▶ [Vorliegender Text]
# Windows 7 Bluescreen & Fehlercode



## Olaf Oktober (26. März 2010)

Habe in unregelmäßigen Abständen Bluescreens mit folgendem Fehlercode:

0x000000f4 (0x0000000000000003, 0xfffffa8005288b30, 0xfffffa8005288e10,  0xfffff80002fc9240)

Ich weiß, daß man eine dafür angelegte Datei (C:\Windows\MEMORY.DMP) auslesen könnte, um genaueres zu erfahren - nur hab ich keine Ahnung wie bzw. mit welchem Programm? Noch besser wäre es, wenn mir jemand aufgrund des Fehlercodes gleich sagen könnte, woran es liegt.... (Treiber? RAM?....).

Ahso - Problem ist dann, daß er danach maximal bis zu "Windows startet" Screen bootet und dann freezt.... oder gar nicht soweit kommt und mit der Meldung " a disk read error occurred" zum Neustart auffordert. 

Systemreparatur funktioniert auch nicht, d.h. Meldung "....konnte nicht reparariert werden."

Einzige Hilfe, die bisher funktionierte, ist PC komplett ausschalten und wieder einschalten.... dann läufts mal eine unbestimmte Zeit (Tage) normal weiter.

Wer weiß Rat?


----------



## simpel1970 (26. März 2010)

Die Stop-0xf4 Fehlermeldung bedeutet, dass einer der vielen Prozesse oder Threads, die wichtig für die Systemfunktionen sind, unerwartet beendet wurde. Gründe dafür gibt es viele, evtl. kann man mit Hilfe der Minidumpauswertung dem auf die Schliche kommen. Ob man den Grund damit herausfinden kann, bleibt abzuwarten.
Hier eine kurze Anleitung für die Auswertung der Minidump (Memory.dmp).

Gebe bitte noch an, welche Festplatten bei dir eingebaut sind und wie diese angeschlossen sind.
Mach auch ein paar Screenshots mit CPU-Z (Reiter Memory und SPD).


----------



## riedochs (26. März 2010)

Übertaktet? Wenn ja, auf Standarttakt setzten. RAM mit Memtest überprüfen.


----------



## Olaf Oktober (26. März 2010)

Danke für die schnellen Antworten....

Quelldaten:

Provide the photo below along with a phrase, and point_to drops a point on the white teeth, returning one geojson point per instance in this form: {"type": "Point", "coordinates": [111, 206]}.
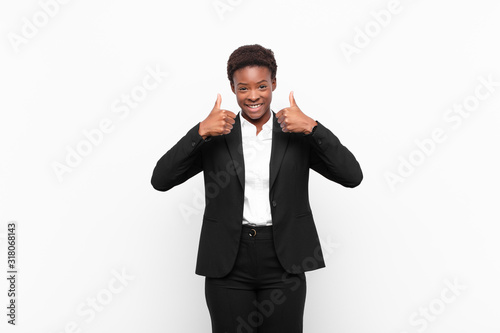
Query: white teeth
{"type": "Point", "coordinates": [254, 106]}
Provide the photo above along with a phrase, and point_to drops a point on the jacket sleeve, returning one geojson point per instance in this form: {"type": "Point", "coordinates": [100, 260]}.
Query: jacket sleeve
{"type": "Point", "coordinates": [180, 163]}
{"type": "Point", "coordinates": [331, 159]}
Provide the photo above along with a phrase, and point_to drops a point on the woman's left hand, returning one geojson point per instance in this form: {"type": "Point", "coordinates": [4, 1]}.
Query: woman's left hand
{"type": "Point", "coordinates": [293, 120]}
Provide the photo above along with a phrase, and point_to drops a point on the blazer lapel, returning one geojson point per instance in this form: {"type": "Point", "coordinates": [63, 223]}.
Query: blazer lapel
{"type": "Point", "coordinates": [278, 148]}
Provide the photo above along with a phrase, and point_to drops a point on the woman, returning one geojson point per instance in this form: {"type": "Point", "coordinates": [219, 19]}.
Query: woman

▶ [Gestellte Aufgabe] Schreibe aus dem Text über den Bluescreen unter Windows 7 einen Abschnitt wortgetreu ab: Beginne bei den Worten „Ich weiß, daß“ und höre nach „liegt.... (Treiber? RAM?....).“ auf. Die Einträge haben mit dem Text nichts zu tun.

▶ [Lösung der Aufgabe]
Ich weiß, daß man eine dafür angelegte Datei (C:\Windows\MEMORY.DMP) auslesen könnte, um genaueres zu erfahren - nur hab ich keine Ahnung wie bzw. mit welchem Programm? Noch besser wäre es, wenn mir jemand aufgrund des Fehlercodes gleich sagen könnte, woran es liegt.... (Treiber? RAM?....).